▸ **EXERCISE PROMPT**
Sift through the material below and return the lines with "above".

▸ **INFORMATION SHOWN**
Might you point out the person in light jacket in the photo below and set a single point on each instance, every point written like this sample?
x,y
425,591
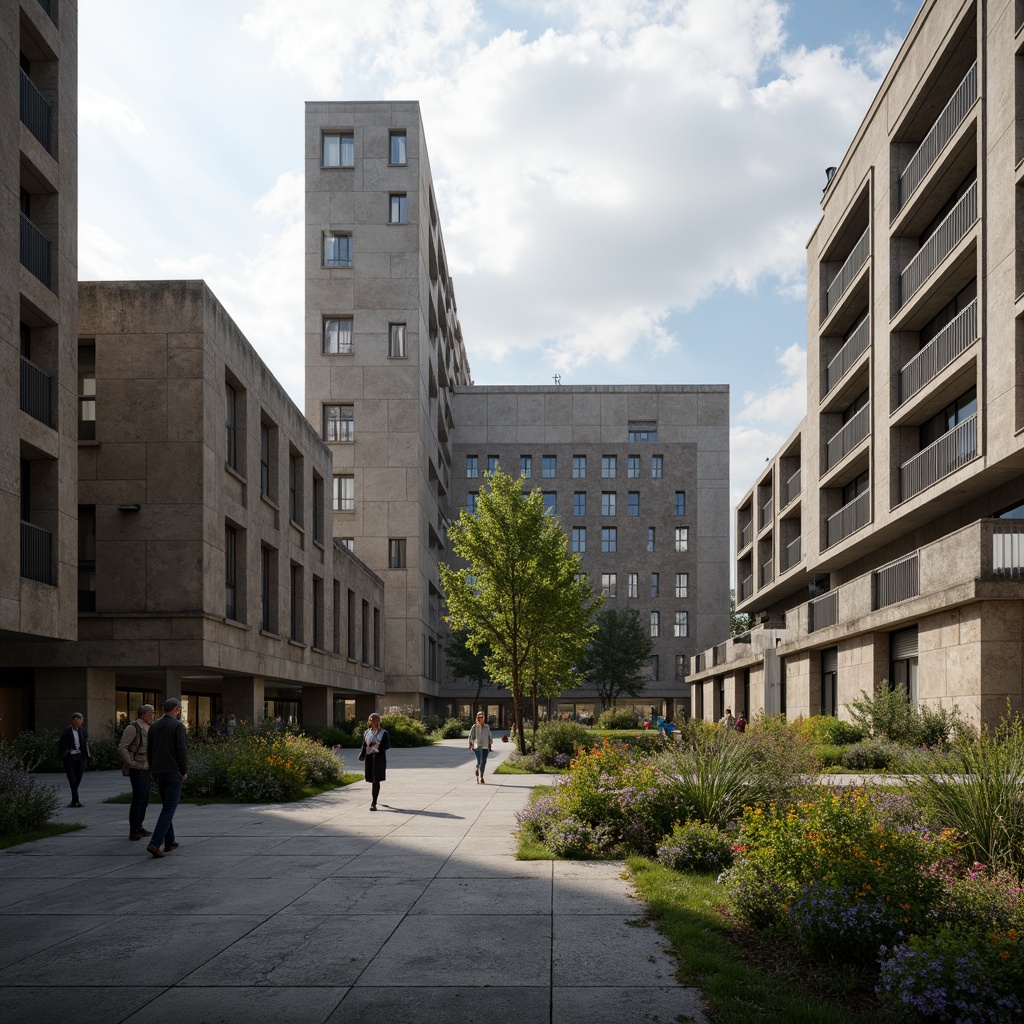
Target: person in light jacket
x,y
373,754
479,743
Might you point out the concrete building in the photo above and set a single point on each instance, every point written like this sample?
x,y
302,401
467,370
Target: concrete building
x,y
206,565
884,541
388,385
38,311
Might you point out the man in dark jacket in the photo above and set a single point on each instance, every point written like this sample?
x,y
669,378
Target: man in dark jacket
x,y
167,752
73,749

▸ **FINISHED TASK**
Might you point out the concrete building in the photo above and set a single point on each instance, every point written like this sample?
Might you point out the man in dark jacket in the photo above and set a single point on each instance, every point written like this sample?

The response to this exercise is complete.